▶ _Description of the task_:
Pick up the news report on coronavirus restrictions and US-China tensions after its last sentence and keep writing it.

▶ _Given passage_:
┌────────
Fresh tensions between Beijing and Washington emerged as virus restrictions continued to shape and remake lives around the world, and in very different ways.

They muted celebrations by Muslims of the end of Islam’s holy fasting month of Ramadan; and they produced a decidedly mixed picture on newly reopened US beaches, with masks common on some and drawing jeers on others. One jam-packed pool party in Missouri, footage of which went viral, was a joyful bedlam of bodies just feet or inches apart from each other.

More European nations meanwhile moved to ease their lockdowns, with virus trends improving and summer nearing. They loosened restrictions that have kept restaurants, bars and hotels shuttered, devastating tourism, and they moved toward reopening more schools.

Globally, more than 5.3 million people have been infected by the virus, which most scientists believe jumped from animals to humans – possibly late last year at a market in the central Chinese city of Wuhan.

US President Donald Trump has accused Beijing of a lack of transparency over the outbreak, suggesting the virus may have leaked from a top-security Chinese laboratory.

Chinese Foreign Minister Wang Yi said on Sunday that Washington seemed infected by a “political virus” but that Beijing would nevertheless be open to an international effort to find the coronavirus source.

“Some political forces in the US are taking China-US relations hostage and pushing our two countries to the brink of a new Cold War,” Wang said.

While once hard-hit European nations relax lockdowns as they work to salvage battered economies, other countries such as Brazil are emerging as new centres of the pandemic.

Trump on Sunday suspended travel to the US by non-Americans leaving from Brazil. There was no immediate comment from the Brazilian government, run by Trump ally President Jair Bolsonaro, who has been dismissive of the virus and of lockdown measures.
└────────
▶ _Phrase grounding data_:
┌────────
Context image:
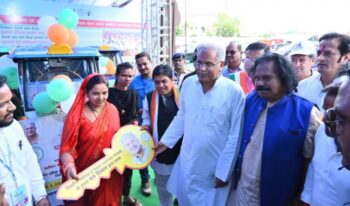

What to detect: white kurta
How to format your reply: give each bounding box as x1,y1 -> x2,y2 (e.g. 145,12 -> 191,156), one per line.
161,76 -> 245,206
0,120 -> 46,205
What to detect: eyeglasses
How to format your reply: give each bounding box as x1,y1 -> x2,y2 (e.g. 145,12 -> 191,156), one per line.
243,57 -> 256,63
193,61 -> 220,69
317,50 -> 337,57
225,50 -> 239,56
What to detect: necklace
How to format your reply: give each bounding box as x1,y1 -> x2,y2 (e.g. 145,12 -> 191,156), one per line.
86,103 -> 99,119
└────────
▶ _Response to this task_:
The US death toll rose Sunday night to 97,686, according to the John Hopkins University tracker, with more than 1.64 million cases of infection. The US is by far the country worst hit in both categories.

In Britain, Prime Minister Boris Johnson was on Sunday forced to defend his top aide Dominic Cummings, accused of having breached the government’s own lockdown rules.

Cummings was seen visiting his parents in Durham, 400 km from his London home in March, despite suffering from virus symptoms. The Observer and Sunday Mirror reported he had broken lockdown restrictions again in April.

“He has acted responsibly and legally and with integrity,” Johnson said of Cummings.

But Tory MP Craig Whittaker tweeted that “you cannot advise the nation one thing then do the opposite.”

The disease continued its surge in large parts of South America. Brazil’s death toll now exceeds 22 000 and infections top 360 000, the world’s second-highest caseload.

In the US, Trump has dismissed experts’ advice and – with some 40 million jobs lost this year – he has pushed aggressively to reopen the economy.

Again trying to project confidence towards the reopening, he played golf for a second straight day on Sunday, after avoiding the links since 8 March.

“Cases, numbers and deaths are going down all over the Country!” he tweeted.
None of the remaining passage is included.